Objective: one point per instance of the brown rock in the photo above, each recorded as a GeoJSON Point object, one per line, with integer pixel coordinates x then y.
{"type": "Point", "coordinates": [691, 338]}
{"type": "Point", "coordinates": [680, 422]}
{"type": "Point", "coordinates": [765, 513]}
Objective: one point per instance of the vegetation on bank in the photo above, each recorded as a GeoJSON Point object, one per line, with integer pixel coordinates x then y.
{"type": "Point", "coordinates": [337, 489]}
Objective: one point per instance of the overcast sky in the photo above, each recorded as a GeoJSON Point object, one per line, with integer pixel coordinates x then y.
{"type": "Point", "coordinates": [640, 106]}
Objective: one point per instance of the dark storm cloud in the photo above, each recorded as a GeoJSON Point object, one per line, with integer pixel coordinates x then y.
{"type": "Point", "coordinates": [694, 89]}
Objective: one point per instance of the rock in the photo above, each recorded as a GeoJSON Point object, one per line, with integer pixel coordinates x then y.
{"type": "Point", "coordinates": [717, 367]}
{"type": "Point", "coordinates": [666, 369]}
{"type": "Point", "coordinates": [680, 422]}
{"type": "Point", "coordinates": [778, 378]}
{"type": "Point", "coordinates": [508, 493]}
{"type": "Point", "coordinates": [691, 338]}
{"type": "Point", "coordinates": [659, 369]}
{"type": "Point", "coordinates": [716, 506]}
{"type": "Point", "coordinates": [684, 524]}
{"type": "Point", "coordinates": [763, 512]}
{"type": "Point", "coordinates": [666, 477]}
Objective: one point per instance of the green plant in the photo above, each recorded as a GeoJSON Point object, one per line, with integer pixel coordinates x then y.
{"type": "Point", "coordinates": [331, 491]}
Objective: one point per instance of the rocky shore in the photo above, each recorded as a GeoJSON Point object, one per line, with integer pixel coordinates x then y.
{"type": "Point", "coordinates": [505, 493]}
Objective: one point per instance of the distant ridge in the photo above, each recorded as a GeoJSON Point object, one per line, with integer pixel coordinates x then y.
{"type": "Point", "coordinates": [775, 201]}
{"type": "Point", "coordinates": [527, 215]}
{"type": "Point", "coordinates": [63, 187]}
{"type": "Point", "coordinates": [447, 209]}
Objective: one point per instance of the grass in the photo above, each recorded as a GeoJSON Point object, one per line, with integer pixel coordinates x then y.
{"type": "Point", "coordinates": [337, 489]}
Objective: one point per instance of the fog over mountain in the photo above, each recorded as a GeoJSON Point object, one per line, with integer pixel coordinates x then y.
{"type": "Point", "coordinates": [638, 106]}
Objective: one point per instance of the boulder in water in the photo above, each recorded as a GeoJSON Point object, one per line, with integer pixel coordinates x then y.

- _Description of the task_
Copy down the material exactly as written.

- _Expected answer_
Objective: one point per instance of the brown rock in the photo above, each recorded as a GeoJSON Point object, one per line, with integer pixel coordinates x then y.
{"type": "Point", "coordinates": [691, 338]}
{"type": "Point", "coordinates": [680, 422]}
{"type": "Point", "coordinates": [765, 513]}
Objective: one point per instance of the vegetation on bank in the photo above, each recorded as a GeoJSON Point object, one per line, with integer pixel coordinates x then y.
{"type": "Point", "coordinates": [337, 489]}
Objective: one point per instance of the overcast sky in the photo above, each recorded as a GeoJSON Point object, one per line, with integer pixel coordinates x then y.
{"type": "Point", "coordinates": [640, 106]}
Objective: one point per instance of the dark storm cloud in the photo above, each recorded as a GeoJSON Point object, one per line, with integer pixel coordinates x then y.
{"type": "Point", "coordinates": [694, 89]}
Objective: one point per instance of the rock in the photo above, each recorded as a GeoJSON Point object, one per line, with integer pixel coordinates x then y.
{"type": "Point", "coordinates": [717, 367]}
{"type": "Point", "coordinates": [666, 369]}
{"type": "Point", "coordinates": [680, 422]}
{"type": "Point", "coordinates": [778, 378]}
{"type": "Point", "coordinates": [508, 493]}
{"type": "Point", "coordinates": [691, 338]}
{"type": "Point", "coordinates": [659, 369]}
{"type": "Point", "coordinates": [716, 506]}
{"type": "Point", "coordinates": [684, 524]}
{"type": "Point", "coordinates": [763, 512]}
{"type": "Point", "coordinates": [666, 477]}
Objective: one point per instance of the green plant in the photo above, each recorded as a GeoJSON Point object, one per line, with integer pixel coordinates x then y.
{"type": "Point", "coordinates": [331, 491]}
Objective: one point per instance of the rocky shore in the photo above, each recorded as a GeoJSON Point object, one per line, with integer pixel coordinates x then y.
{"type": "Point", "coordinates": [505, 493]}
Objective: one point per instance of the distant ridge in the photo above, each recorded as a GeoJSON Point object, one per line, with integer pixel coordinates x then y.
{"type": "Point", "coordinates": [775, 201]}
{"type": "Point", "coordinates": [527, 215]}
{"type": "Point", "coordinates": [63, 187]}
{"type": "Point", "coordinates": [447, 209]}
Objective: one point per instance of the grass in the photo above, each recorded as a GeoJSON Point object, one per line, with integer pixel coordinates x then y.
{"type": "Point", "coordinates": [337, 489]}
Objective: one point per instance of the fog over mountain in the photo above, each recorded as a GeoJSON Point object, one per line, with integer pixel coordinates x then y.
{"type": "Point", "coordinates": [638, 106]}
Objective: one point per instance of the boulder in water in the photo above, each recorded as a GeoJSON Point object, one per line, with integer pixel coordinates x then y.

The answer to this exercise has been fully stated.